### EXERCISE REQUIREMENTS
Search the records for "stack". Copy every line where it appears.

### SOURCE RECORDS
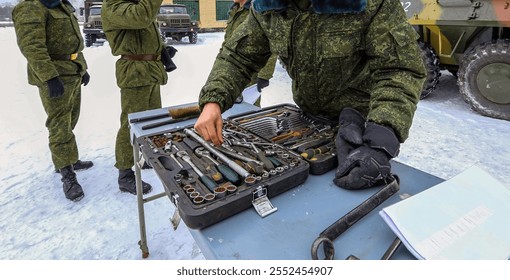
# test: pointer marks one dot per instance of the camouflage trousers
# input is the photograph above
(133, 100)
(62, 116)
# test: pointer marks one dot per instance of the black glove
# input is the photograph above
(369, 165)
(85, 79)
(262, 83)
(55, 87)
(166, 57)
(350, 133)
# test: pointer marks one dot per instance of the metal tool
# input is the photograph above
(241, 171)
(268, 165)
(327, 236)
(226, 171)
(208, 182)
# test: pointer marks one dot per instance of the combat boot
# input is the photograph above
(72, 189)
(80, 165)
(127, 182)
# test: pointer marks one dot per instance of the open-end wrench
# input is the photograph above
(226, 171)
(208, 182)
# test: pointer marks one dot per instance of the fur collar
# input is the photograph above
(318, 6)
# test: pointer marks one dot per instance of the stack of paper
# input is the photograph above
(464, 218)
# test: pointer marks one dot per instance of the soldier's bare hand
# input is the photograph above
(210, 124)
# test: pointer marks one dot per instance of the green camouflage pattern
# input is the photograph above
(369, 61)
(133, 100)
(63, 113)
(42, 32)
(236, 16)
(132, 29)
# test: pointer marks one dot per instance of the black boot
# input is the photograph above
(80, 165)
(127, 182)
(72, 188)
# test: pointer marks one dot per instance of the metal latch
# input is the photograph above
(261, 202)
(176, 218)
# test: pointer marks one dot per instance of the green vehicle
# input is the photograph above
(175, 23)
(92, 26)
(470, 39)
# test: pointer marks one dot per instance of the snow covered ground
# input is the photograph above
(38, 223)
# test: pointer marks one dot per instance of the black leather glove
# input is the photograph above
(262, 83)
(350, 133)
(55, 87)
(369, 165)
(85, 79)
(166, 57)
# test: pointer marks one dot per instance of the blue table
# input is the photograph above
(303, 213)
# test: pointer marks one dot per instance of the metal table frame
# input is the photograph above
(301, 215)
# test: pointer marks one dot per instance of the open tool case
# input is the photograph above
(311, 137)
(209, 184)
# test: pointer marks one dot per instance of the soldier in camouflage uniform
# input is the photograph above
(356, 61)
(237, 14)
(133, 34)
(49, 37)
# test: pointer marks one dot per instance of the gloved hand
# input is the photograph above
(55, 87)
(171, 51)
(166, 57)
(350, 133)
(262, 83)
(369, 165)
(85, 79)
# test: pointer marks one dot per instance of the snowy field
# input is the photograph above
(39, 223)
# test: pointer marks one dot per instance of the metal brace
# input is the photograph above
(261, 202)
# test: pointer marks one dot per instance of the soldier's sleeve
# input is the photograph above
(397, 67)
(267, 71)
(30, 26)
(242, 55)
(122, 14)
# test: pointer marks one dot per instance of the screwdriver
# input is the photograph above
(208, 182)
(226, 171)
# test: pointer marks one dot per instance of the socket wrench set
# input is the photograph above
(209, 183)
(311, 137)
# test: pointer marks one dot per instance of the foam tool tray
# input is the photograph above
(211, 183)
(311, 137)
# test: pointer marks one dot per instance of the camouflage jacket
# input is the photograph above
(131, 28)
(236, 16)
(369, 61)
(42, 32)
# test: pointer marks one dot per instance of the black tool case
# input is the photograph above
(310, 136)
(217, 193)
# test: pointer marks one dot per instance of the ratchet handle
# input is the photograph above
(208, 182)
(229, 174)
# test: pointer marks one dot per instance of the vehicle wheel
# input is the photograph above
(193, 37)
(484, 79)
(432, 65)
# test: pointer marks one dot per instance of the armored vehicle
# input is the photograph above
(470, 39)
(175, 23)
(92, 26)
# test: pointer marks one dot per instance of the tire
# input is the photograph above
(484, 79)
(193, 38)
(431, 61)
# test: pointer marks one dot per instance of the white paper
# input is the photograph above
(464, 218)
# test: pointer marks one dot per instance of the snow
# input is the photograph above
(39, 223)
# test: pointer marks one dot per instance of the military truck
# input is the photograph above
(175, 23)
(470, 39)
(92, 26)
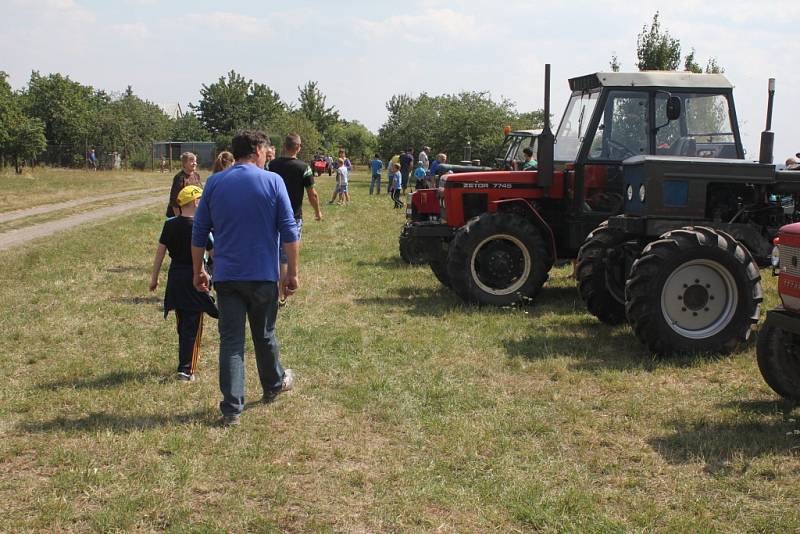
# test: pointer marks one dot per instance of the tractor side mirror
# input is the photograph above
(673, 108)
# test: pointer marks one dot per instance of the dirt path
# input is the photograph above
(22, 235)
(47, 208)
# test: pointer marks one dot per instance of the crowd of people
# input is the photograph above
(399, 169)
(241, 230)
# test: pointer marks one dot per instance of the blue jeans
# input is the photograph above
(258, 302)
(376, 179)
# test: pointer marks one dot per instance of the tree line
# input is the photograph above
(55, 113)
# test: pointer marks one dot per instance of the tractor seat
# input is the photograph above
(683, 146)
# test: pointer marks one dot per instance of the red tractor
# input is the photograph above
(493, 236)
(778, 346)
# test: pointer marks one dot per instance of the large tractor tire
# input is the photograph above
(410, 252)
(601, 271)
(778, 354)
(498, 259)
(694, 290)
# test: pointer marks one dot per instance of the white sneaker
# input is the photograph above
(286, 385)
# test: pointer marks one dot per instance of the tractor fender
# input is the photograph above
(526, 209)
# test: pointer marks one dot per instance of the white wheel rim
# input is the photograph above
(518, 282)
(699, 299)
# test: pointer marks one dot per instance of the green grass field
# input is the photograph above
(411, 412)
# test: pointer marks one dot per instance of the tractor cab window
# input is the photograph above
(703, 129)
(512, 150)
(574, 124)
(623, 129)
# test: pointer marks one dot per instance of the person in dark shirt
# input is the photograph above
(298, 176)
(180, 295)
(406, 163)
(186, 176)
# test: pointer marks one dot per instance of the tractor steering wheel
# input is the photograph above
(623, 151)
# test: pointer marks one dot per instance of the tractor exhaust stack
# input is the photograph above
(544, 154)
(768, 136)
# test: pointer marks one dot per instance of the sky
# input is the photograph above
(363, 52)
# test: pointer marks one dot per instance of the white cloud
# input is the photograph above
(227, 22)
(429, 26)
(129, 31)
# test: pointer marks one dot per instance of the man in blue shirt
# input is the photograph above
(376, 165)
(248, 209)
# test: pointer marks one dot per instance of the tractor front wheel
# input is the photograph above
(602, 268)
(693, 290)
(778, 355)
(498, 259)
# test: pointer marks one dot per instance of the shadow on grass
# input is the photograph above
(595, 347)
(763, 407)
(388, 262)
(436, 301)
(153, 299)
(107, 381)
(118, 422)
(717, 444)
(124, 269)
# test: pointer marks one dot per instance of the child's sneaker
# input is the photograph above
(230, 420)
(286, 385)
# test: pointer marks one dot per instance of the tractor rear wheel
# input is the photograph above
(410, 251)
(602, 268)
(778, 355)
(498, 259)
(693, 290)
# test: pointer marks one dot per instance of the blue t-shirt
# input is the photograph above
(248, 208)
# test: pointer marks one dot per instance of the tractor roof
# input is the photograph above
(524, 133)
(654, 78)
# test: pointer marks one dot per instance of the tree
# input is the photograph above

### YOUR RESPONSE
# test: pointer marks one dot per instance of the stack of paper
# test: pointer marks one dot per instance of the tractor exhaust stack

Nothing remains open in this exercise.